*Selected text:*

-- START --

Summary: David's treatment of Saul's son, Mephibosheth, is an example of why we should be thankful for God's grace.
Grateful for Grace
Sally tells this true story: I heard the door open and slam shut at the back of the church. An exasperated
young man looked around briefly and then sat next to me. "Sorry I'm late!" he offered with no explanation.
I wondered: Who is this stranger anyway?
My mother had been buried the week before in our family plot in another state. Now, we were having a
memorial service for friends here where she had been living with me the last two years. In a few minutes,
the young man leaned over and whispered: "Why do they keep calling her 'Margaret'?"
"Because that's her name!"
"No," he insisted. "Her name is Mary Peters."
"I'm sorry, but this is a service for Margaret Browning!"
"Isn't this the Lutheran church?"
"No, the Lutheran church is across the street."
"I believe you're at the wrong funeral, sir!" I couldn't help myself: This whole crazy scenario bubbled up
inside me and came out as laughter. As I cupped my hands over my face, hoping it would be interpreted as
sobs, I peeked at the bewildered man beside me.
He was laughing, too!
At the final "Amen," we darted out a side door and across the street, but the hearse had already pulled out.
He said his name was Rick; and since he had missed his aunt's funeral, he owed me a cup of coffee and an
That afternoon began a lifelong friendship with this man who attended the wrong funeral, but was in the
right place. This past June we celebrated our twenty-second wedding anniversary! Whenever anyone asks
us how we met, Rick tells them, "Her dead mother and my dead Aunt Mary introduced us! Ours was a
marriage made in Heaven."

-- END --

*Requests:*
1 – In the text on gratitude for grace, which wedding anniversary did the couple celebrate this past June?
2 – Please carry on the text on gratitude for grace, picking up after its final sentence.

*Dataset excerpt:*

-- START --

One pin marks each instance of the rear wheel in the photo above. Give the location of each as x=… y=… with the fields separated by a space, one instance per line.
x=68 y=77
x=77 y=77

-- END --

*Responses to the exercise:*
1 – Their twenty-second wedding anniversary.

2 –
Husbands and wives ought to be best friends, but the Bible does not discourage same-sex friendship. Even
today, middle-eastern people are not hesitant to showtheir love to others of the same sex by hugging and
kissing on the cheek when they meet. Many American men feel it's unmacho to hug other men. Yet, the
Bible promotes a wholesome bond between friends. Several verses in Proverbs say, "A friend loves at all
times....(As) perfume rejoice the heart, so does the sweetness of a man's friend....As iron sharpens iron, so a
man sharpens the character of his friend."
It's only when same-sex relationships become carnal and break God's laws for purity that the Bible calls
those relations immoral. God's plan is for heterosexual homes to propagate the race and exemplify the
standards of his Word. However, the Bible gives us some beautiful accounts of women loving women. One of
our favorite wedding passages was spoken between two women when Ruth said to Naomi, "Entreat me not
to leave thee nor to return from following after thee; for whether thou goest I will go." First and Second
Samuel also record a beautiful friendship between two men, David and Jonathan. Let me use their example
at this Thanksgiving season to remind us to be "Grateful for Grace," which is the title of this sermon. Look
at my text in 2 Samuel 9:1-8.
To learn why David was anxious to help Jonathan's son, we need to review what 1 Samuel tells us about
David's friendship with Jonathan. When David was a young man, maybe 14-16 years old, he was
summonsed frequently to come and play his harp to help King Saul relax. While still a young man, David
made a name for himself as a warrior by killing the giant, Goliath. After that, Saul invited David to be his
personal armor-bearer, eventually making David a captain in the army and later giving him one of the
King's daughters to marry.
During this time, David met Jonathan, King Saul's son. They were close to the same age and were both
soldiers in Saul's army. They became such close friends that 1 Samuel 18 says their souls were knit together
and they loved each other as their own souls. These verses record a covenant they made. Although we're
not told the details, supposedly they promised to always befriend each other. Jonathan was wise with
enough spiritual insight to see that David was more popular with the people than Saul and his children were.
Perhaps David told Jonathan of his anointing earlier when the prophet Samuel had told him he would be
king one day. But, Jonathan was in line for the throne! This should have made Jonathan envious of David,
but envy has no place where true friends love and protect each other. Their bond was such that, whoever
became king, they would share that honor with the other.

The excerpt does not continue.